» Task to carry out: Go through the entries below and count the lines where "safety" occurs. Give nothing but that number.

[Stored data entries]
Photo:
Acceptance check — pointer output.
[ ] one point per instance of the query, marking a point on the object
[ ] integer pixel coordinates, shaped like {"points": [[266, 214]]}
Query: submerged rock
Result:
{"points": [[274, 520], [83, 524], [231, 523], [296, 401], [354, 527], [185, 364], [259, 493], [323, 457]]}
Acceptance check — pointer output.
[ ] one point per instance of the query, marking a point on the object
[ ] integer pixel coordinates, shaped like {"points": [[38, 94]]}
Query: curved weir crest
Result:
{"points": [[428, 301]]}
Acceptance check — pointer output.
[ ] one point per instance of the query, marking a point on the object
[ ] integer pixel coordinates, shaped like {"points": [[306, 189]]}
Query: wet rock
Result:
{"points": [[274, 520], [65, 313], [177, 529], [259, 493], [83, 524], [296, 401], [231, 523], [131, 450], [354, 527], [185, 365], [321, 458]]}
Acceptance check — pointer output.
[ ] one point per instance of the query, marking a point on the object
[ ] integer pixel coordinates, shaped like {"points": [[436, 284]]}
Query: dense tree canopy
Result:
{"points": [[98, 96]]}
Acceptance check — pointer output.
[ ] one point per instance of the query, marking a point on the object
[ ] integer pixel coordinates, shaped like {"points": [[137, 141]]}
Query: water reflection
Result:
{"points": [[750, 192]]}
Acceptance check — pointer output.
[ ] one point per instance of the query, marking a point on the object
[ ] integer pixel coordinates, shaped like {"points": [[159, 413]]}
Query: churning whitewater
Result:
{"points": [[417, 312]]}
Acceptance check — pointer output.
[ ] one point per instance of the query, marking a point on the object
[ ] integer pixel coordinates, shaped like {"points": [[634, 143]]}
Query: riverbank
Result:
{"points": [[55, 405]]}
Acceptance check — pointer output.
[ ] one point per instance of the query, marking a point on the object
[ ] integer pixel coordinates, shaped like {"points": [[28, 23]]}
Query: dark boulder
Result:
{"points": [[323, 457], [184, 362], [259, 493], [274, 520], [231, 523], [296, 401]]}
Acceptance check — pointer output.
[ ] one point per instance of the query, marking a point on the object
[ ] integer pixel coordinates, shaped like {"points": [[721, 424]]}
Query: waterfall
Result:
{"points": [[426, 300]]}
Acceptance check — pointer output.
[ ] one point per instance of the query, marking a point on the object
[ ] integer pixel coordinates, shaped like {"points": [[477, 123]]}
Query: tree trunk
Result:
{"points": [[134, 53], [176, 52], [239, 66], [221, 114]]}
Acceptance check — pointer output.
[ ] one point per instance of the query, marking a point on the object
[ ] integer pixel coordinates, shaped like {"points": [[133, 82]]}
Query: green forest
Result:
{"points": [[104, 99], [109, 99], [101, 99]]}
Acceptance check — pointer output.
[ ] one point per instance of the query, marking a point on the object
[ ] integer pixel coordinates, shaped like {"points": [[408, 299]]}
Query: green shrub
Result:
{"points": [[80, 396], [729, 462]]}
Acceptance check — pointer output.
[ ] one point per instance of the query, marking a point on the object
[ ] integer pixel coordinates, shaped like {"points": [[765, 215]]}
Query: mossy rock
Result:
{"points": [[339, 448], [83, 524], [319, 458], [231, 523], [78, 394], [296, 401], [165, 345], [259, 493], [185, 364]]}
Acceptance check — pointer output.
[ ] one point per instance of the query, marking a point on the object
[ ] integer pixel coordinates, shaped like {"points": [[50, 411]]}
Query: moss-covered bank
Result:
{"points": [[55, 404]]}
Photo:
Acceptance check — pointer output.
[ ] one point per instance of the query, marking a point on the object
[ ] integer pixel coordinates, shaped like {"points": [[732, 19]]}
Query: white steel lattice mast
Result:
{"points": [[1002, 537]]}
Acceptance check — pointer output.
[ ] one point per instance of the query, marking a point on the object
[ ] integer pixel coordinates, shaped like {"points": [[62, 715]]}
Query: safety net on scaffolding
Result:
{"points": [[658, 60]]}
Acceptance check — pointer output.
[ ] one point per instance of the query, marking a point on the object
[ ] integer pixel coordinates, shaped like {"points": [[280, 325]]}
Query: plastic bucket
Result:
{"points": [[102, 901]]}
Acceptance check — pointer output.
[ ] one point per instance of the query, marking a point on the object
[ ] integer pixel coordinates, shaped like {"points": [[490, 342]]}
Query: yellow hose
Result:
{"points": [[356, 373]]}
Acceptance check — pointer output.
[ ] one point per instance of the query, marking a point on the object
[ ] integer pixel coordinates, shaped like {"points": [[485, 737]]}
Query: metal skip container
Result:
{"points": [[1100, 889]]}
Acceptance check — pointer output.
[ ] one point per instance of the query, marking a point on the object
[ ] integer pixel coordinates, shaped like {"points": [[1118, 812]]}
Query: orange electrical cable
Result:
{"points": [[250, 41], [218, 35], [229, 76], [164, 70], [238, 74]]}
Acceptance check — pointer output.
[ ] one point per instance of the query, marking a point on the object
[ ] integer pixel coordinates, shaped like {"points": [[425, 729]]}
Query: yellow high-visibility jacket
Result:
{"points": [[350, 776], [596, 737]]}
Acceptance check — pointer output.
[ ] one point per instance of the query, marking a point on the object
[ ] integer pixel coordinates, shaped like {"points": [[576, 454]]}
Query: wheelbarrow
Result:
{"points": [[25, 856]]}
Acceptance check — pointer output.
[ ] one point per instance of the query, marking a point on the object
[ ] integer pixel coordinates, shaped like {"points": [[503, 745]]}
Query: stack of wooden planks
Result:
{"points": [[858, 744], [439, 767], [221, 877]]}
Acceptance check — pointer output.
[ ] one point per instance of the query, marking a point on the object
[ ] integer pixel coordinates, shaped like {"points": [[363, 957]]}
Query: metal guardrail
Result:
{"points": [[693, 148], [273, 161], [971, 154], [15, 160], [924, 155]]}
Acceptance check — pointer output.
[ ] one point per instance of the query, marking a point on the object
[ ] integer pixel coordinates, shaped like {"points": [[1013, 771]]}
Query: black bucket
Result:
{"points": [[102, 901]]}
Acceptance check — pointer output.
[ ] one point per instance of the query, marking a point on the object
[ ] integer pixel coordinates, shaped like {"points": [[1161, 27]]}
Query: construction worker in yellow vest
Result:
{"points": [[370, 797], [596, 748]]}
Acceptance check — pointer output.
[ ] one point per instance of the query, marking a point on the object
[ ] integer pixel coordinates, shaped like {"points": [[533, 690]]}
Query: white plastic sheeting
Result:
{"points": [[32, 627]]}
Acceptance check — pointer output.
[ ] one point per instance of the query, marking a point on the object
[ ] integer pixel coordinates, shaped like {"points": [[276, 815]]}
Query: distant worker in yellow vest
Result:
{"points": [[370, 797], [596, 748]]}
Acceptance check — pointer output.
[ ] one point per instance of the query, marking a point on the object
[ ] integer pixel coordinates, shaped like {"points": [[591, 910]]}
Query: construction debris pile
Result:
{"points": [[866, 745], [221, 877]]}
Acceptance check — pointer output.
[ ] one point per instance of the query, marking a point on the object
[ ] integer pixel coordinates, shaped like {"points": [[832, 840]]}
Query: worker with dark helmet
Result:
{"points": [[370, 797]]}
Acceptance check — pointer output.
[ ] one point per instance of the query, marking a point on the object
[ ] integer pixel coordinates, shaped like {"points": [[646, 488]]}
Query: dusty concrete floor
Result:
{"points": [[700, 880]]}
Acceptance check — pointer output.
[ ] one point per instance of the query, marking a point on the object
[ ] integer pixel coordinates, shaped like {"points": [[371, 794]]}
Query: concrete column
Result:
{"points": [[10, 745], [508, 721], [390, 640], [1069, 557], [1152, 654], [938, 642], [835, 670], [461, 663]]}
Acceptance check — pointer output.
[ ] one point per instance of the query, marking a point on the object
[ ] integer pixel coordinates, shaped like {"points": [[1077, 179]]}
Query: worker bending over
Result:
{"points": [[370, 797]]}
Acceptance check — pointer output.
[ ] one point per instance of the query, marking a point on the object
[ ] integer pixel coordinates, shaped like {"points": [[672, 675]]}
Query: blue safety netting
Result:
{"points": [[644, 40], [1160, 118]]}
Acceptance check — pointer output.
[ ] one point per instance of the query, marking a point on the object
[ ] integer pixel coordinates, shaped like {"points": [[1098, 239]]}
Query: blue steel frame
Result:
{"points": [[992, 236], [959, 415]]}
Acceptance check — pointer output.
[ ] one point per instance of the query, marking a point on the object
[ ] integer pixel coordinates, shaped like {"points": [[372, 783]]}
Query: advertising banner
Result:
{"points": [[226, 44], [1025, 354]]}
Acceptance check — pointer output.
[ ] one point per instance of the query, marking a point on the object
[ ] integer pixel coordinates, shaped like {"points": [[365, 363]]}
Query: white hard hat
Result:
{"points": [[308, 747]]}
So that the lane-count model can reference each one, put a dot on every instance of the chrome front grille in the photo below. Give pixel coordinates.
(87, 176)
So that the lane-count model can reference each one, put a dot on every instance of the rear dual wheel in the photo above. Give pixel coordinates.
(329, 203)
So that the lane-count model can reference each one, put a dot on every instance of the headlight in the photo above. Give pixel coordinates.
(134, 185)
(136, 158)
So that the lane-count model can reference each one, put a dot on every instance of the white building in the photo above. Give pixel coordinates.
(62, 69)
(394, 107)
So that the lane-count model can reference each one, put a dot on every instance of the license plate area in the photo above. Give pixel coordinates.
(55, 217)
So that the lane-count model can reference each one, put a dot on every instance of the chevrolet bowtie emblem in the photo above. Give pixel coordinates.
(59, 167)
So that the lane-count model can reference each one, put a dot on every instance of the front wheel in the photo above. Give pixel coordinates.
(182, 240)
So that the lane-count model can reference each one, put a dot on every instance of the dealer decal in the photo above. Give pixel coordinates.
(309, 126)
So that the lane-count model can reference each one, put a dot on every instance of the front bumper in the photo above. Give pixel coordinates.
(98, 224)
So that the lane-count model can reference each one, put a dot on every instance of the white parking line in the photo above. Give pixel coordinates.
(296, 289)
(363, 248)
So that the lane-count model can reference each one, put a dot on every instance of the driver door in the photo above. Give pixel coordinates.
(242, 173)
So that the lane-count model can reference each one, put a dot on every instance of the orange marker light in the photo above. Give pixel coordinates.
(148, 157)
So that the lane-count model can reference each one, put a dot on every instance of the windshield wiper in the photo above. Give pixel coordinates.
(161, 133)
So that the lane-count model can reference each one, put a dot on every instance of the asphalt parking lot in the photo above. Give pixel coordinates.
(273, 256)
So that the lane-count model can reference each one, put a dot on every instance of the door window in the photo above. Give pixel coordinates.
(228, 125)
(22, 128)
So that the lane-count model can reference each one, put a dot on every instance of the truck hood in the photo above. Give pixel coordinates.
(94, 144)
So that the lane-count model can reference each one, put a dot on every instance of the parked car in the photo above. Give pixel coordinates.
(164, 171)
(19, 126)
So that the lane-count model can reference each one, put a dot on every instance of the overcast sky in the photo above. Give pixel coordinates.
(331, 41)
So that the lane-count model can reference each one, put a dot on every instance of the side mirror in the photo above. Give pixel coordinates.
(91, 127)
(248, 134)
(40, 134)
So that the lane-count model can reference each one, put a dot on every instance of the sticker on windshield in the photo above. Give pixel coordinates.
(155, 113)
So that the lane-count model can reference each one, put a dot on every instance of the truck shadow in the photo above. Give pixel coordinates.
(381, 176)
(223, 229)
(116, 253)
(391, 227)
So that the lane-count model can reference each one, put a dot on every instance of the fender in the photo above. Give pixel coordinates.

» Exercise solution: 2